# Consignes et exigences:
Recopiez à l'identique, s'il vous plaît, les lignes ci-dessous depuis celle qui contient « the cupcake with sprinkles » jusqu'à celle qui contient « Query: paper candy cup », ces deux lignes comprises.

# Relevés d'identification de positions:
==*==

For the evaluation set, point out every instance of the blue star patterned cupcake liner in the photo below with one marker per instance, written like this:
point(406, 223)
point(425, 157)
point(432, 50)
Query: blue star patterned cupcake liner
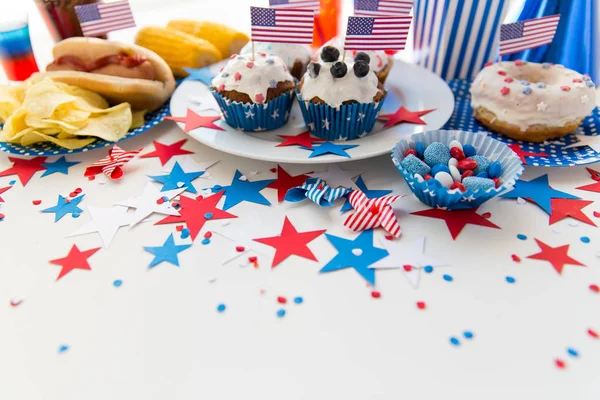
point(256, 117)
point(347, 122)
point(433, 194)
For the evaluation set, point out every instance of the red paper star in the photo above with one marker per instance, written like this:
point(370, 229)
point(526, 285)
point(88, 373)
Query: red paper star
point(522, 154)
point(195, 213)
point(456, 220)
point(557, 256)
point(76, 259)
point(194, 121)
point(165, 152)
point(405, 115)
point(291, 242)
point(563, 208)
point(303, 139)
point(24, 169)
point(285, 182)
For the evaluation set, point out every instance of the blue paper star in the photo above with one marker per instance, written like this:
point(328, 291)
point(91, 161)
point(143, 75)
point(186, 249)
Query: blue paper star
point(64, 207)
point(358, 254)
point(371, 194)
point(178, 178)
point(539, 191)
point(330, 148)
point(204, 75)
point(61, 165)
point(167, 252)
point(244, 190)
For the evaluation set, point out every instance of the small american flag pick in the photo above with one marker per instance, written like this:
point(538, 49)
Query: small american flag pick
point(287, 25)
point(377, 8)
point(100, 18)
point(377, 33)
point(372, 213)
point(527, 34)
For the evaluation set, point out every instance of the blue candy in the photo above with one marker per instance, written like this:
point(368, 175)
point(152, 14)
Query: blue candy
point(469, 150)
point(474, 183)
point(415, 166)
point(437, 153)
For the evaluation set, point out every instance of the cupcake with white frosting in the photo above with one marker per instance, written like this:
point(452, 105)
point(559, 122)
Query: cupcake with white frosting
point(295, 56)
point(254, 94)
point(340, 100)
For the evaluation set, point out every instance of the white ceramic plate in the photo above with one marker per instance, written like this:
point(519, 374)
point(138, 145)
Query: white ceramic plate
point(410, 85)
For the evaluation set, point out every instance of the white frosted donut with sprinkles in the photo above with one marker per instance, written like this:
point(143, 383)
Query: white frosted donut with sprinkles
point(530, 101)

==*==

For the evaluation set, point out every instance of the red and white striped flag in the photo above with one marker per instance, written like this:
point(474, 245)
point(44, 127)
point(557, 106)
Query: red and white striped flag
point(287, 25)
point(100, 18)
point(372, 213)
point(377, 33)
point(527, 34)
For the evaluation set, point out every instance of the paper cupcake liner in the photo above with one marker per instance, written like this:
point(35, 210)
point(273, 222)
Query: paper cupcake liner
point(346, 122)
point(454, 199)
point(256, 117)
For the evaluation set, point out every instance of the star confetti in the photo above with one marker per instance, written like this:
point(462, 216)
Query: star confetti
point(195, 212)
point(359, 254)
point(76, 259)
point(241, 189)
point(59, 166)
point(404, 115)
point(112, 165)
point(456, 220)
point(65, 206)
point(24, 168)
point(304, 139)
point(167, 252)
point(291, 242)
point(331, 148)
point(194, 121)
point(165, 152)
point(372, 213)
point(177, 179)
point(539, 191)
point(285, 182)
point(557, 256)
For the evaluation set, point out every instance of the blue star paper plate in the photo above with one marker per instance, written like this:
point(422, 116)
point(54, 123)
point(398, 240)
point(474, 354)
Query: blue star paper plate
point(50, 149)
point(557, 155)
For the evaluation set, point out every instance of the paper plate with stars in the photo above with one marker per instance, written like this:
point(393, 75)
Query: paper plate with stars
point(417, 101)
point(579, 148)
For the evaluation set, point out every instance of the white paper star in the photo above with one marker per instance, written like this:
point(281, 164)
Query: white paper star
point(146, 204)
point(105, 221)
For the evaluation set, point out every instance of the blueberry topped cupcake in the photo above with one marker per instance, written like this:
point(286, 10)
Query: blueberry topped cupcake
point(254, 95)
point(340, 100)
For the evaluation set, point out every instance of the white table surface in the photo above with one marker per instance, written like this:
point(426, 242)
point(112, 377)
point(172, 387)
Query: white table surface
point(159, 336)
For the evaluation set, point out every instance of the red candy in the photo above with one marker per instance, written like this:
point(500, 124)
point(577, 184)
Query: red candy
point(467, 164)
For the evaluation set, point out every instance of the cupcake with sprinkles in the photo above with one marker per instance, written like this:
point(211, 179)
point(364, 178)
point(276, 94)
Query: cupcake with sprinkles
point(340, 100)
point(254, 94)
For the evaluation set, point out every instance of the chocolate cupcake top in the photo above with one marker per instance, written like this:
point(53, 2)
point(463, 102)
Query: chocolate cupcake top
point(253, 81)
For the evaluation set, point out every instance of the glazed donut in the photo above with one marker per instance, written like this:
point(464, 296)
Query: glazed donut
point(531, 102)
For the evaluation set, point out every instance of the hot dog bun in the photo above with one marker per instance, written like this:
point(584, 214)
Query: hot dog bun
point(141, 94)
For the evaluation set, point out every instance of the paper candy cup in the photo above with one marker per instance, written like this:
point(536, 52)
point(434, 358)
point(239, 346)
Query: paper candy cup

==*==

# Réponse écrite:
For the evaluation set, point out every instance of the cupcake with sprinkles in the photo above with one marker per instance, written like this:
point(211, 179)
point(364, 178)
point(276, 94)
Query: cupcake with sprinkles
point(340, 100)
point(254, 94)
For the evaluation set, point out every instance of the chocolate cupcake top in the photo above with one marker per instance, written like this:
point(53, 2)
point(463, 102)
Query: chocolate cupcake top
point(253, 81)
For the evaluation set, point out every instance of the glazed donut in the photo above with one marker per instance, written like this:
point(464, 296)
Query: glazed donut
point(531, 102)
For the evaluation set, point out every instance of the hot dog bun in the photo above with one marker per instance, written like this:
point(584, 214)
Query: hot dog bun
point(141, 94)
For the evaluation set, point out every instance of the paper candy cup in the photo above with one marker per instance, written like this:
point(536, 52)
point(434, 358)
point(239, 346)
Query: paper candy cup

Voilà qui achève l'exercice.